/---
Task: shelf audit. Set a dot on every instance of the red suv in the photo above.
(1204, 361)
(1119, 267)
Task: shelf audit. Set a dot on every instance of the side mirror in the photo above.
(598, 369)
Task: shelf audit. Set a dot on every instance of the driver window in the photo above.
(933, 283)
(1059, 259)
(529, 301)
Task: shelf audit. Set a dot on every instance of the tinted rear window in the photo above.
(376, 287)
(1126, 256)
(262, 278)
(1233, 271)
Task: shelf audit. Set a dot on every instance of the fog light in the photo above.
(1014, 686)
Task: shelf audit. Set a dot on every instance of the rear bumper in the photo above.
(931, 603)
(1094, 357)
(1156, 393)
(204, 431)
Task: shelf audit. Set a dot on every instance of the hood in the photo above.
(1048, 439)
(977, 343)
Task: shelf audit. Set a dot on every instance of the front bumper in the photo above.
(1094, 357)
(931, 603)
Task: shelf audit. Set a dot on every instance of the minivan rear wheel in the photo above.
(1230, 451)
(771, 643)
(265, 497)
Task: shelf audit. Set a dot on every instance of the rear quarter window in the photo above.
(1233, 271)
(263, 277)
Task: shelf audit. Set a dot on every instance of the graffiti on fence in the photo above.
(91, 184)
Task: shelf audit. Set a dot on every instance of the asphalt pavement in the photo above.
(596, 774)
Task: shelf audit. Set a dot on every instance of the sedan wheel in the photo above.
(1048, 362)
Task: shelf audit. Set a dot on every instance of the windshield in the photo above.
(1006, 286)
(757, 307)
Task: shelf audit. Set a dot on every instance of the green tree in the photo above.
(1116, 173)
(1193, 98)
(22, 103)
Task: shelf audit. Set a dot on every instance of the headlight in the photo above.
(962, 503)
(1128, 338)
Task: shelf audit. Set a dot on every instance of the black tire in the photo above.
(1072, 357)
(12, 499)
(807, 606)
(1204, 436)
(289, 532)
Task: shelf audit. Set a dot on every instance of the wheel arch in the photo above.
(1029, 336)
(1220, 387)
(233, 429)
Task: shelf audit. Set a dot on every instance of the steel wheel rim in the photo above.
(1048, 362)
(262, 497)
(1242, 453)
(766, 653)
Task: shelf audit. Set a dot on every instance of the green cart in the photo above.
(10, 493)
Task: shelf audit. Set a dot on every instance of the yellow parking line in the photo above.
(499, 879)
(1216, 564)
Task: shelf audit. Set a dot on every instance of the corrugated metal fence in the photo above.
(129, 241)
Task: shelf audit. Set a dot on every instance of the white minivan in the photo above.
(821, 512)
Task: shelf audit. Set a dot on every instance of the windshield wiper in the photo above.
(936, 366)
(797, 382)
\---
Repeat the records above exactly as they appear.

**Result below**
Task: shelf audit. Set a dot on every instance of the red suv in the photo above.
(1204, 361)
(1119, 267)
Task: shelf audit. Set a dot on every instance of the side mirror in the photo above.
(598, 369)
Task: shelf audit. Set a dot on every instance of the driver window in the photo above.
(933, 283)
(1059, 259)
(529, 301)
Task: shelf audit. Set a dot on every instance of the tinted rear window in the photo above.
(376, 287)
(1126, 256)
(262, 278)
(1233, 271)
Task: shelf audit. Set a dot on every instance of the fog light in the photo above.
(1014, 686)
Task: shelf audit. Set a dot on every instance of the rear bumper in the photo above.
(931, 603)
(1094, 357)
(1156, 393)
(204, 431)
Task: shelf audit. Set a dot on every instance of the hood in the photo above.
(1048, 439)
(977, 343)
Task: shelf audit. Set a dot on every instance of the front bumper in the photo above.
(1094, 357)
(931, 603)
Task: shelf audit. Set a dot on every instance of the minivan rear wheel in the photo above.
(1230, 451)
(771, 643)
(265, 497)
Task: shelf audit. Set a dot on every instance of the rear quarter window in the photo above.
(1233, 271)
(263, 277)
Task: shelf audit. Set a dot on every instance of the graffiti on fence in the photo above.
(91, 184)
Task: shelf audit. Set a dot on every instance of the asphalt pavement in the photo above.
(596, 774)
Task: shelf audit. Set a dot on every instance of the sedan wheel in the photo above.
(1048, 362)
Task: shelf audit. Set a dot on every instance of the windshield in the photo above.
(1006, 286)
(757, 307)
Task: shelf audit. Set a dot on every instance of the green tree in the photo above.
(1116, 173)
(1193, 98)
(22, 103)
Task: shelf audit. Set a dot on every instance of the headlight in the photo above.
(962, 503)
(1128, 338)
Task: shelf audit. Set a dot on every instance of the black tire in the photo above.
(1072, 357)
(12, 499)
(807, 606)
(1204, 436)
(289, 532)
Task: shelf audit. Set a dot on every instance of the wheel arch in the photo above.
(1029, 336)
(1220, 387)
(233, 429)
Task: shelf audit. Set a dot on every instance of the steel wheel rim in the photo above.
(1048, 362)
(262, 497)
(1242, 453)
(766, 653)
Task: shelf audit. Set a dot on every instance of the green cart in the photo above.
(10, 493)
Task: shelf audit. Set a dot on every instance of the yellow parking line in the photo above.
(499, 879)
(1216, 564)
Task: shelf audit. Set a dot on every instance of the corrugated metal fence in the photo above.
(129, 241)
Task: shelf audit. Set a dot on every instance of the white minivan in the photo above.
(821, 512)
Task: shelf audit. Set a dot on every instance of the windshield wiper in the photo above.
(936, 366)
(797, 382)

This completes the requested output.